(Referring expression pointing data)
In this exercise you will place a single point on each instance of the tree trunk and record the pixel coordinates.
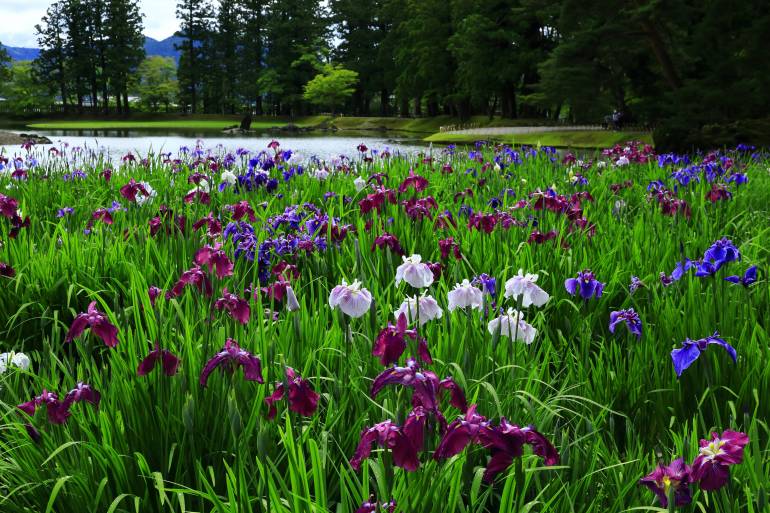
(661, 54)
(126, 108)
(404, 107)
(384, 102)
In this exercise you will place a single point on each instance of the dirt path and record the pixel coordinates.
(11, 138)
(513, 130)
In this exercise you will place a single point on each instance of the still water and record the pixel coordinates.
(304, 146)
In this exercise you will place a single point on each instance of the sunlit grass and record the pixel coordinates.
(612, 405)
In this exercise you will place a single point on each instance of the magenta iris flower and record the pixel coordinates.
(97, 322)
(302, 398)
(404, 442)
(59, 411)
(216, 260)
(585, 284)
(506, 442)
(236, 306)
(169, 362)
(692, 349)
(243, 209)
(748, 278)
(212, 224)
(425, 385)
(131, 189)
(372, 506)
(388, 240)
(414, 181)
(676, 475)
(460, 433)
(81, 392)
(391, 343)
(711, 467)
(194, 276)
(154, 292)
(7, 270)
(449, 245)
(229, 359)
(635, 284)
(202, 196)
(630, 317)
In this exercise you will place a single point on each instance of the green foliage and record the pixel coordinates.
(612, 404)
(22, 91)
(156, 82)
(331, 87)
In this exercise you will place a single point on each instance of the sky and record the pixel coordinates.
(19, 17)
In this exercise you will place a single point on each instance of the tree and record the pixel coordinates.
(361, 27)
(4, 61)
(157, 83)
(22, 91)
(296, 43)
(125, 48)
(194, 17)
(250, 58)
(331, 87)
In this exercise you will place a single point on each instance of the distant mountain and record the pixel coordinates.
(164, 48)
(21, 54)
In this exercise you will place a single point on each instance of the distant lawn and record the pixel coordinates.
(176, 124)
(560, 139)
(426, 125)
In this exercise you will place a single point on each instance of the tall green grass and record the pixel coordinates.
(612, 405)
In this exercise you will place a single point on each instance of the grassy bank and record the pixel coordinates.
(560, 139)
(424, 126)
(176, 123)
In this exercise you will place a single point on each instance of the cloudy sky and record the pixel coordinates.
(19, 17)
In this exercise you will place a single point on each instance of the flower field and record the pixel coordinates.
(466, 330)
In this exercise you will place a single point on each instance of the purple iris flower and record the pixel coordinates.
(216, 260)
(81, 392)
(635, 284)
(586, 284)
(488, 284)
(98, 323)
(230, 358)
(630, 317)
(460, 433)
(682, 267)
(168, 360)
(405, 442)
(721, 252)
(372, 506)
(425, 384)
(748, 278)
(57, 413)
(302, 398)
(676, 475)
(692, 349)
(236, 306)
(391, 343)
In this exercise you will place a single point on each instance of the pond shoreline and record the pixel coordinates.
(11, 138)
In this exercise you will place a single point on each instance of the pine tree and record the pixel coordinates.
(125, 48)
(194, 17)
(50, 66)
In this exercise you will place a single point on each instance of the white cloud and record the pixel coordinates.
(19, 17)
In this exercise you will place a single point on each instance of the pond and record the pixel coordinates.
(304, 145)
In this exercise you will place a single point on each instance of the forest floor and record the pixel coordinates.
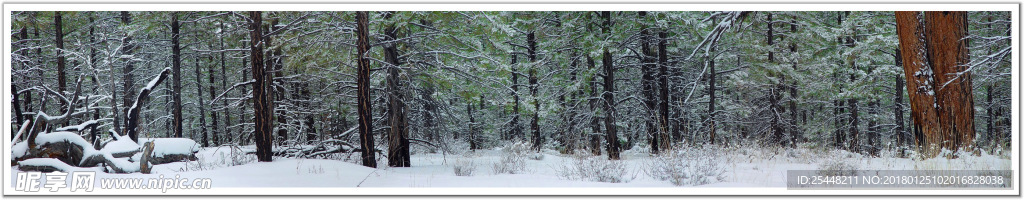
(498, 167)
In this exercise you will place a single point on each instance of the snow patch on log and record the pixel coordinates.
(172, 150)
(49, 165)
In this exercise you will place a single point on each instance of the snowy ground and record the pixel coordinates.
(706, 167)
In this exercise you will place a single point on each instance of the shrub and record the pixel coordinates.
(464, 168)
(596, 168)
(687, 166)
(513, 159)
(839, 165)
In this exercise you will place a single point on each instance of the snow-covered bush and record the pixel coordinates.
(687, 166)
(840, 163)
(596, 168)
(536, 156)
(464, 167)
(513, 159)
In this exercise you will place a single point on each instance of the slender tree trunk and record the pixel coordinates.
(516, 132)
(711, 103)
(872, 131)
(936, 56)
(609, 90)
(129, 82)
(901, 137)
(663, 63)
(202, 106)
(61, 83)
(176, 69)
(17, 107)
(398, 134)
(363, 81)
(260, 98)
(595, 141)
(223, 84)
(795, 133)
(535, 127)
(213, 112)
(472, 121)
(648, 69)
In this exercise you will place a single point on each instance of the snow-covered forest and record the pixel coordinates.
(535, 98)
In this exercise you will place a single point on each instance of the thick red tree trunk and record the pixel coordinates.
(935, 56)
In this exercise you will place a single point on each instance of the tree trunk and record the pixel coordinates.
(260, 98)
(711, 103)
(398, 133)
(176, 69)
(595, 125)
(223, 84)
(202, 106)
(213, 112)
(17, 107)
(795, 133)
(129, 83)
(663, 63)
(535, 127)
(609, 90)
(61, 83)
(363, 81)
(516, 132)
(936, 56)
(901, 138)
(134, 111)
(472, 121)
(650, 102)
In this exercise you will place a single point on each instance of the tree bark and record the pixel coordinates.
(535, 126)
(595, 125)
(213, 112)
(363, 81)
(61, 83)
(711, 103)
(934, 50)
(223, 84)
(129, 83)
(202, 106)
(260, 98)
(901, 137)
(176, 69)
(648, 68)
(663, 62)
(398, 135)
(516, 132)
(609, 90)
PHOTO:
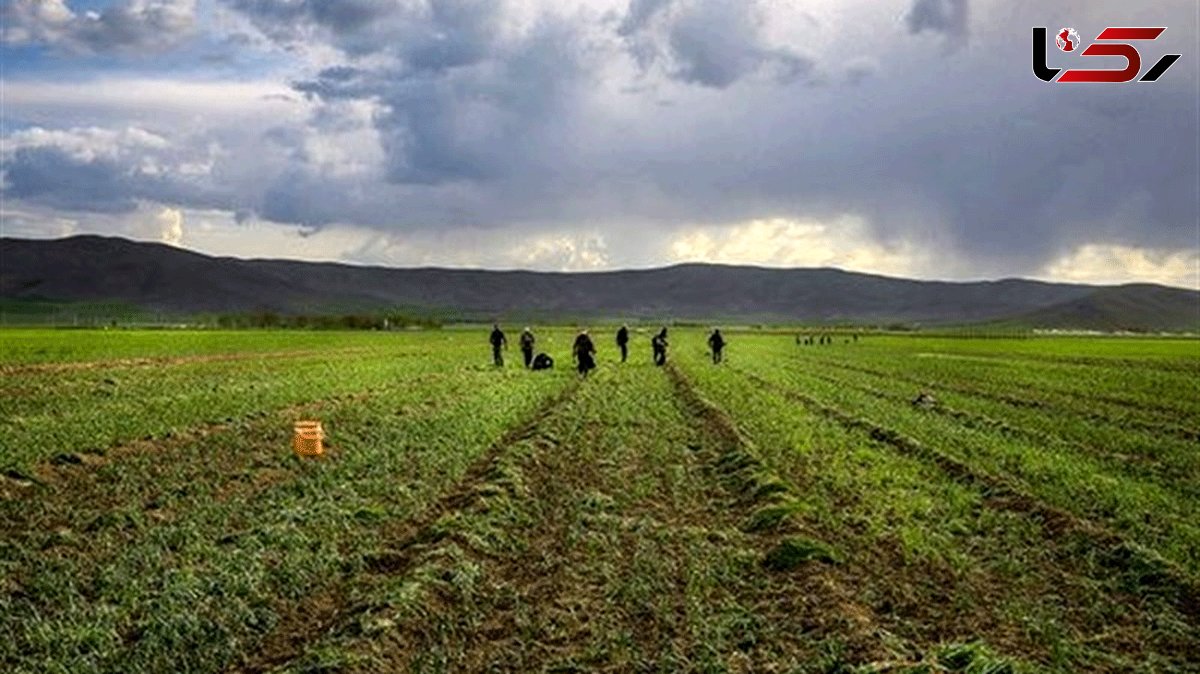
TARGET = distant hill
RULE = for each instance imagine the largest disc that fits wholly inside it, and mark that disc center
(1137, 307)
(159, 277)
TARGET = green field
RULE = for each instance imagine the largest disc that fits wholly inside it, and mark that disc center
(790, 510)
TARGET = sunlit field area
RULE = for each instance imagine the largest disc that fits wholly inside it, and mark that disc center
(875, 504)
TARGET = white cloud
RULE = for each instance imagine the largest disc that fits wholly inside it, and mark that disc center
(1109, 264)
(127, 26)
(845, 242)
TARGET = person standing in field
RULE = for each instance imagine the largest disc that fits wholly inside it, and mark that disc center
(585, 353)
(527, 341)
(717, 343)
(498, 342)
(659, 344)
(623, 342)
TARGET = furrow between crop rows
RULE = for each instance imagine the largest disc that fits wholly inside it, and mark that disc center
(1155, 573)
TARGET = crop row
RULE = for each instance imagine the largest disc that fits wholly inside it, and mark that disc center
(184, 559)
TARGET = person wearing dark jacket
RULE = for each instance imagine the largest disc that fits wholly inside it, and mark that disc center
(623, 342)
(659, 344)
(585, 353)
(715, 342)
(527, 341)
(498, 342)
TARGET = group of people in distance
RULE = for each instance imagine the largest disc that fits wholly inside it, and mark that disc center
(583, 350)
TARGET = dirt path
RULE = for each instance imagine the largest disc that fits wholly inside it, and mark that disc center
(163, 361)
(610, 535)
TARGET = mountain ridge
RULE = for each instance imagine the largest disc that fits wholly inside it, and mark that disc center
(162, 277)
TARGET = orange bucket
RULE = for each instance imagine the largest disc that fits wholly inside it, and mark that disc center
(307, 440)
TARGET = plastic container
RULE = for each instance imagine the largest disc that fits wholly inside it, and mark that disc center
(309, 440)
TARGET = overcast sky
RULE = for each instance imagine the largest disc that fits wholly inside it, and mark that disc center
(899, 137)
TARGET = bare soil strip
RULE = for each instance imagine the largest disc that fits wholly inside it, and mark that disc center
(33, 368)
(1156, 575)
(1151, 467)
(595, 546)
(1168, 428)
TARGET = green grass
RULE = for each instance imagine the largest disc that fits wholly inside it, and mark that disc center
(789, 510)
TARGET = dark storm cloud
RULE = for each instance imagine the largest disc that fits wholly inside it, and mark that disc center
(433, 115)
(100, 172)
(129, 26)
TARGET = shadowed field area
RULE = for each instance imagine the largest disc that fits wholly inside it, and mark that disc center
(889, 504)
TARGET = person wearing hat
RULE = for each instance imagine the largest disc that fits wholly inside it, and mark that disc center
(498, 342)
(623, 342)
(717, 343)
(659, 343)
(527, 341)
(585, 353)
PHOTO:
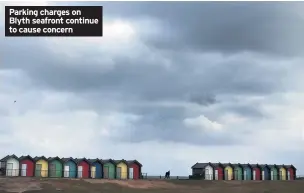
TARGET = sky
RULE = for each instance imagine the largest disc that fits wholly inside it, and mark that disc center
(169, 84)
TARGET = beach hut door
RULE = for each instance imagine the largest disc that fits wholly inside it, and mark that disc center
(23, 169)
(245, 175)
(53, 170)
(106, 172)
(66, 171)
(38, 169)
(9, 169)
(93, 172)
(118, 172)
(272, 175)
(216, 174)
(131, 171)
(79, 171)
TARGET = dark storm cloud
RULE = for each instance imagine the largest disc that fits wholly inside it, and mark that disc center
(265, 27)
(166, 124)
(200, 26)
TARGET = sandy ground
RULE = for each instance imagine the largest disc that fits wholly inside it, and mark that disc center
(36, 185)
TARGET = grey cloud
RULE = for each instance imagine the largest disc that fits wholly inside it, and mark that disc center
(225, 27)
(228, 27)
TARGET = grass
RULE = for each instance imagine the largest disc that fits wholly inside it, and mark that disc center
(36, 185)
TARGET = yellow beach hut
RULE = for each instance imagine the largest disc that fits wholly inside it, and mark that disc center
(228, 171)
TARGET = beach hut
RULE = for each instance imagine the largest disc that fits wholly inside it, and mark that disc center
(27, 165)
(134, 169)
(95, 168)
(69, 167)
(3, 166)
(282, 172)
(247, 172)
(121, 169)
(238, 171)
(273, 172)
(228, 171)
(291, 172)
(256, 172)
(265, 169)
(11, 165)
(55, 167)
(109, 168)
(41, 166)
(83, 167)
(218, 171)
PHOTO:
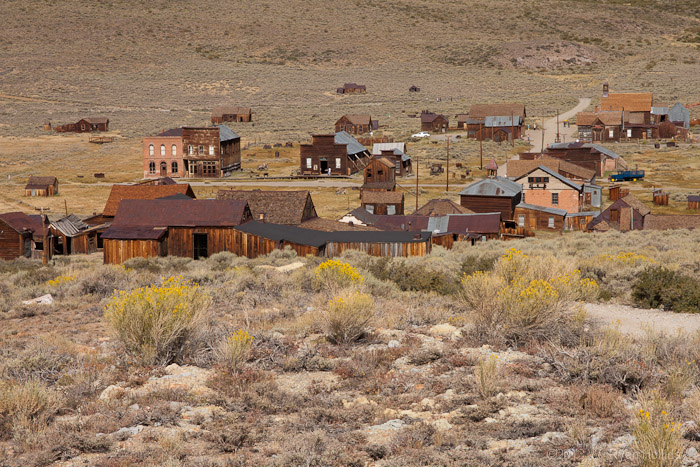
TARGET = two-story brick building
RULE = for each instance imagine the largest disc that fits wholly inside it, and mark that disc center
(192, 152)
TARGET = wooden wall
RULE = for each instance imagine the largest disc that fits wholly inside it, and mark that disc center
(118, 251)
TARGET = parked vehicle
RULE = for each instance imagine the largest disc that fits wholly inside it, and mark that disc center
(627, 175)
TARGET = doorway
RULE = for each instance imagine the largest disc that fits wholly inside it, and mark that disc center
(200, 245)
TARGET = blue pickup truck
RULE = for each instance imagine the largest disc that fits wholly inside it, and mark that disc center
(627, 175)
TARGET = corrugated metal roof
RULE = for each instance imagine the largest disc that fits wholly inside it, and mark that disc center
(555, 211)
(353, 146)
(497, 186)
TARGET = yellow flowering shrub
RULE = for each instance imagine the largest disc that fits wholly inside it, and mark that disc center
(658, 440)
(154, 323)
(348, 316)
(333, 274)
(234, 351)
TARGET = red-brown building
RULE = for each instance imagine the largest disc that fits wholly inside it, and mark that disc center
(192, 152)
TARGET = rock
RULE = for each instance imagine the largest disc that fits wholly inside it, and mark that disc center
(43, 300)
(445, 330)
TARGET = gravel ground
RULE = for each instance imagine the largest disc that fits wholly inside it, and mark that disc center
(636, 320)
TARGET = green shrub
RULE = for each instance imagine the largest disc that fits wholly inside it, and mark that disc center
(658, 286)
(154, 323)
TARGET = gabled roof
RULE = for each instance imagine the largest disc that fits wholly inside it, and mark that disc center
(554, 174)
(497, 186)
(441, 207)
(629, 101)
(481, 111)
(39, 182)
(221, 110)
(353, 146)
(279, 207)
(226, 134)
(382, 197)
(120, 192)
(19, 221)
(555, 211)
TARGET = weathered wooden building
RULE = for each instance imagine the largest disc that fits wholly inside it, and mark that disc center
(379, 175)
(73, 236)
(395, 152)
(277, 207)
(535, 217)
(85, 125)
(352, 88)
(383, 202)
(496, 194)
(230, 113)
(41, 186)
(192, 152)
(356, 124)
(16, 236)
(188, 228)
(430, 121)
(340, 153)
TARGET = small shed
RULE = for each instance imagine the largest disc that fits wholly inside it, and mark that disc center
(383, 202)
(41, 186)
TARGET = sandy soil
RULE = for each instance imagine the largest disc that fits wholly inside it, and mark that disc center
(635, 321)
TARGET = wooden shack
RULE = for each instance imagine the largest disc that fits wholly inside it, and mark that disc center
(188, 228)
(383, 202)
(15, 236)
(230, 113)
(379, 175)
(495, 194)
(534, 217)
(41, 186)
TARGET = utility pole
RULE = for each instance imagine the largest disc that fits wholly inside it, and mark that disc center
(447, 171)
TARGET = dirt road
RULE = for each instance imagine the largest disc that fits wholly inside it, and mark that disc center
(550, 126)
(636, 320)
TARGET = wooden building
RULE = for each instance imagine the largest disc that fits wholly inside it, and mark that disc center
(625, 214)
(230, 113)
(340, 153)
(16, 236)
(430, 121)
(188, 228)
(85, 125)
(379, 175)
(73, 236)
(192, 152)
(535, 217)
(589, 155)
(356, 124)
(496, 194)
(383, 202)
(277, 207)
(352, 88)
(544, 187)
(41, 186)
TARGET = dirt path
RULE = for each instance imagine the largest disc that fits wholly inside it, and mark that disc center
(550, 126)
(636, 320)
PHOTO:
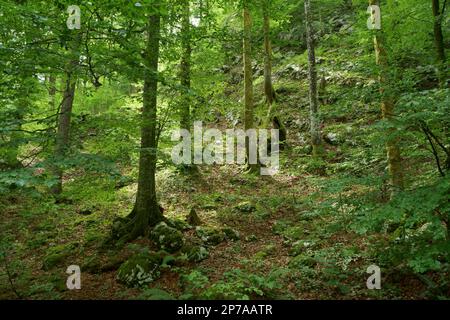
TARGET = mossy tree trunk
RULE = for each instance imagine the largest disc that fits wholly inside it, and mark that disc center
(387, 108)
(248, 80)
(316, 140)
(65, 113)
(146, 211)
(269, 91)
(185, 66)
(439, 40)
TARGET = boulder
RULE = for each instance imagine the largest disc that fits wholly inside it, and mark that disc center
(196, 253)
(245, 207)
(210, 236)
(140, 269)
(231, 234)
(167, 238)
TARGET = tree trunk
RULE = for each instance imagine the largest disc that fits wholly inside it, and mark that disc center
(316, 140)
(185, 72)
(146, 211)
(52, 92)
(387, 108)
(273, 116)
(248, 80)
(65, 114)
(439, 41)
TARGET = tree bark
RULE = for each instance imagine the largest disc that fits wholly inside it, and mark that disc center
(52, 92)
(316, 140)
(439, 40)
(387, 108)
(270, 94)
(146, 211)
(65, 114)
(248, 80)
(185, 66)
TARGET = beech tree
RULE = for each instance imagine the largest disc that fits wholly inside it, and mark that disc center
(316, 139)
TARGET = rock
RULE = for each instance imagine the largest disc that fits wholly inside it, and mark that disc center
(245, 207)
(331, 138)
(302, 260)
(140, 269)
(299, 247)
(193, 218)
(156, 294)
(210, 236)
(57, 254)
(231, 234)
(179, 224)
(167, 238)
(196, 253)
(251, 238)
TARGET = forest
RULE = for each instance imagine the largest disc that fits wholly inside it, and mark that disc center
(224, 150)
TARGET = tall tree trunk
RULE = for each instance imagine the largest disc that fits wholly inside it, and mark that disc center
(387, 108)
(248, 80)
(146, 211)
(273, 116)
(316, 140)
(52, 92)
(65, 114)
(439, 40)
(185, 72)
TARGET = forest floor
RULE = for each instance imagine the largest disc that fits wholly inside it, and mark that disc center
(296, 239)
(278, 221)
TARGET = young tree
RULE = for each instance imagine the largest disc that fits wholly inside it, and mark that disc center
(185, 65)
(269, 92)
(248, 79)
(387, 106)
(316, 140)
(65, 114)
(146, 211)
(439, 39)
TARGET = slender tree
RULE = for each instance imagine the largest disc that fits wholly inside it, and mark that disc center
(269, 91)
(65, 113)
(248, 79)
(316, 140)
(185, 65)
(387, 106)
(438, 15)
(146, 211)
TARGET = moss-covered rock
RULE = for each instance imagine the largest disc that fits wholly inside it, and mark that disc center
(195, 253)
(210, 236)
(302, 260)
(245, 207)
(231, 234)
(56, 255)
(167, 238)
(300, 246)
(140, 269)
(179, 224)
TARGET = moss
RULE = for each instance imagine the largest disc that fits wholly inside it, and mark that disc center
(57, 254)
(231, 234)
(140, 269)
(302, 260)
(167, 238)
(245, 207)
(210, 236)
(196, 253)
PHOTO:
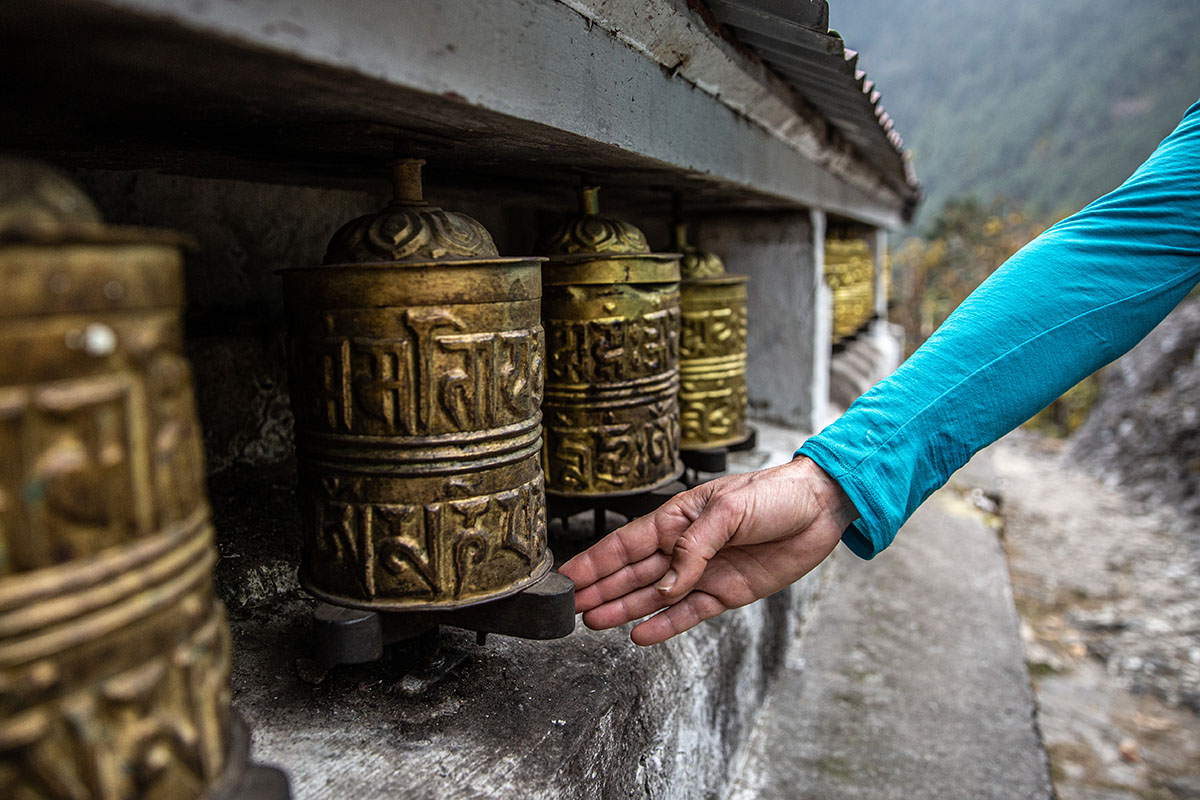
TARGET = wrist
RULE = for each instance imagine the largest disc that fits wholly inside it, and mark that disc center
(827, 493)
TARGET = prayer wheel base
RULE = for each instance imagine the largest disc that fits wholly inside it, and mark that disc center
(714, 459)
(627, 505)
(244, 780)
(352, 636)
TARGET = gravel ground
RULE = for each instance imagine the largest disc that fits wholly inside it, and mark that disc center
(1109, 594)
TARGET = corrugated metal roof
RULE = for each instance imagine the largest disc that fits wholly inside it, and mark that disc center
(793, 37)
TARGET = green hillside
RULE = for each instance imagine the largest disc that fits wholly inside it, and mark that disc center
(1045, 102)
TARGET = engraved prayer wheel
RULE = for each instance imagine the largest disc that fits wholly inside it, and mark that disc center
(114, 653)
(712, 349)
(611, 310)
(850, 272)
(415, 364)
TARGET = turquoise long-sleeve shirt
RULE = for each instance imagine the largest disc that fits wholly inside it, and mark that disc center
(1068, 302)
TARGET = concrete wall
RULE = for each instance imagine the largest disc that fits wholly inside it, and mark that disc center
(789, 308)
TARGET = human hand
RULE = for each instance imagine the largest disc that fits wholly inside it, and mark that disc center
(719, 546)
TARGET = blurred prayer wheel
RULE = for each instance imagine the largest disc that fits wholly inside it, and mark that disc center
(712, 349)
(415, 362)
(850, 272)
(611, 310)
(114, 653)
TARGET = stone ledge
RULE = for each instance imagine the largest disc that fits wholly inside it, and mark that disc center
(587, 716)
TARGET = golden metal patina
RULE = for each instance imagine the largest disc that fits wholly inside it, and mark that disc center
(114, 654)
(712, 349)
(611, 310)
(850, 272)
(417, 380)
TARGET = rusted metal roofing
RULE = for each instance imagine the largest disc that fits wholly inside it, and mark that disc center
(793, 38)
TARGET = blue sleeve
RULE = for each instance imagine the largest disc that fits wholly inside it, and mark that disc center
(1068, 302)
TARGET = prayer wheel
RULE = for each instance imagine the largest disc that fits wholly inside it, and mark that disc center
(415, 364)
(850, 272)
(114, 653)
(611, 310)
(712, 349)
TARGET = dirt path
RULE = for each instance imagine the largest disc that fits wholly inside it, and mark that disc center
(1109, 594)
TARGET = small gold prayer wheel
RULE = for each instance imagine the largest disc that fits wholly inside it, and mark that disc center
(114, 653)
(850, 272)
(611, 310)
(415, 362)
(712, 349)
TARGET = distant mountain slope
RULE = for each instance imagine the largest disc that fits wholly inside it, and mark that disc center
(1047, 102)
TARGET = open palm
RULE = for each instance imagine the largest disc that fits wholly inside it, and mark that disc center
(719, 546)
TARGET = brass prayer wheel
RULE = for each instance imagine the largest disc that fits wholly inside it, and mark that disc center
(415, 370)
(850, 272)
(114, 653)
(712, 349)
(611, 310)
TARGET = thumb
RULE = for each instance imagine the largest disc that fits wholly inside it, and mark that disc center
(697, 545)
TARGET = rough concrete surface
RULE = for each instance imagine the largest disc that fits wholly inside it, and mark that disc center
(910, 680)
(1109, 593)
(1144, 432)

_EXERCISE BRIEF_. Go through the records and pull out each line that includes the word "building".

_SOLUTION FOR THIS PROBLEM_.
TARGET = two-story brick building
TARGET = red-brown building
TARGET = weathered wooden building
TARGET = wooden building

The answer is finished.